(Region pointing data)
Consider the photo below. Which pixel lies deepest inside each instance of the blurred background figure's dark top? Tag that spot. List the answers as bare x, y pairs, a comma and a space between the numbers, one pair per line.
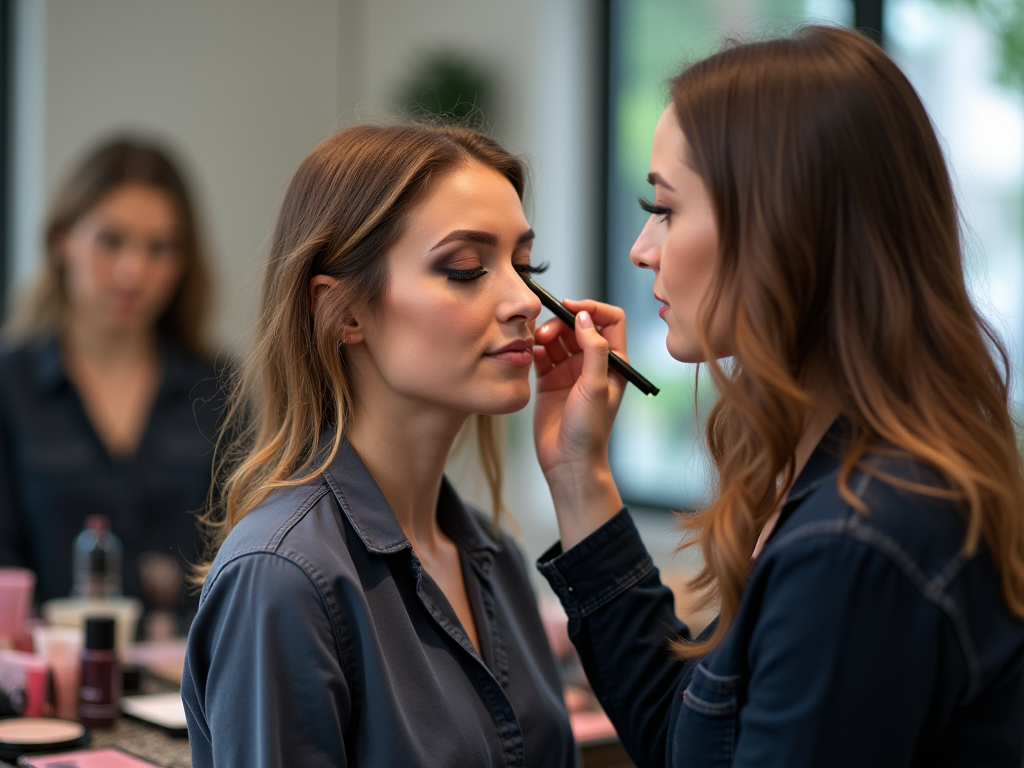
55, 470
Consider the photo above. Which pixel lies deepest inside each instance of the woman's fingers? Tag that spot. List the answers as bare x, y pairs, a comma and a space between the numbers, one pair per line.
595, 351
611, 321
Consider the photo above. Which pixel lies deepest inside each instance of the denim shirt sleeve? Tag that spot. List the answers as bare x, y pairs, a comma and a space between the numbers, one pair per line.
263, 671
622, 619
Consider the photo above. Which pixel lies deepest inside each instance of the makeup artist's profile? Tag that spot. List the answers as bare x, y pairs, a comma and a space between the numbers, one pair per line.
864, 542
356, 611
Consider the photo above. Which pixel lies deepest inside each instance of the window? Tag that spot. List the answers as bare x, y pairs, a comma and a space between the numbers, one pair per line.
656, 449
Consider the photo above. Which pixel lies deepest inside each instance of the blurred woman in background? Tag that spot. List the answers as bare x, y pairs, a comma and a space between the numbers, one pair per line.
108, 395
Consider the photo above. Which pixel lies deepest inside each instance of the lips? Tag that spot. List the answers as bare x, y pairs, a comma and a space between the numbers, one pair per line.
518, 352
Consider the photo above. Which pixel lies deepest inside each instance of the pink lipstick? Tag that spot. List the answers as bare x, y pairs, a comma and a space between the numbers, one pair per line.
518, 353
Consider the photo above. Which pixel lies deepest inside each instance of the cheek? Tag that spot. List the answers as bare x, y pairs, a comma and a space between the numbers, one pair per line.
687, 267
166, 276
84, 270
430, 341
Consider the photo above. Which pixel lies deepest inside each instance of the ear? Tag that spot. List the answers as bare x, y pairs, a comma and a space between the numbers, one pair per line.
351, 333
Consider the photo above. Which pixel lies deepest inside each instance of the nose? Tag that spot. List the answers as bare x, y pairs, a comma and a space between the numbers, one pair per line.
131, 265
646, 252
518, 303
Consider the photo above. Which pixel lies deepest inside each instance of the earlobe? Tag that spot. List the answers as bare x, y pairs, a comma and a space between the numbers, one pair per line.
351, 333
317, 285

**Your task:** Output the data above exactly, excluding images.

**Answer below:**
Consider the photo below. Which pixel lies deepest inside each instance of the blurred background figure's dark top? Tag that spot. List the answers as bare x, y pairs, a comma and a space between the numbers, one pair per line.
55, 470
Consider the photo above. Which pixel lies deepest inside each instance of the woman's fingers? Tag that spot. List the answers as bare x, y pairs, a comma and a space between the numbers, one pair per line.
595, 351
611, 321
Consider the photo above. Which pixel lies deepest inside each instance of the denim shirt sleeve? Tag that spot. List the answers as bare x, y pairs, a comma and a space between the numbers, one pair per line.
263, 671
622, 619
Consider the photo above. Which pixel lies deepest inside each instance of the makeup artist's profile? Tag that spot. List the answers as bare x, y pairs, a comma and a space between the numbers, one pair per line.
864, 542
356, 611
Consider the photo above. Which pixel lies deepest inside each instance of the window? Tag that spot. List the answers as bare x, y pairs, a comma and a space between the numbers, one pair per line.
656, 449
Consider the photo above. Which pixel lies deepest inside each instance of the blurred woman in background? Tag that spot. List the answers as bare x, y pairs, a comma and a space between the numbers, one pair per line.
108, 395
Consider the photo above. Which pixel lies deepest inside each instance of the lips? Tag that spot. List the answers as bare x, y pairs, a comma and a space between the numbers, one pair per line.
518, 352
Consider the photo above. Which pixel lies deepest inside each instance of the pink lipstick? Tag that spot. List the answers as bare x, y pairs, a comma and a space between the numbers, one pair per line.
518, 353
Consider the photo above. Which pixel lies deepest inside each instance of the cheek? Tag that spot. List the answers as bare x, y pairs, a comma and a space between the numbers, one pair per line.
687, 267
166, 276
84, 270
430, 341
Consider the photo above. Which pixel lies deepest inside each instance of the ear? Tag that spot. List the answers as bare x, y pairs, a comma and a space between the numbers, one pair per line.
351, 333
Consider the photo above. Which pixel lies deepest inside each instance of the nose? Tag that spot. List the answers as bare x, y pairs, a comma and a space between the numbers, one pair per line.
131, 265
646, 252
518, 303
Consider the photo above. Which pixel lies deepest inside each instance of the earlobe? Tag that spot. List the answers as bare x, y pairs, a comma and a space between the numbers, one pair per line.
351, 333
317, 285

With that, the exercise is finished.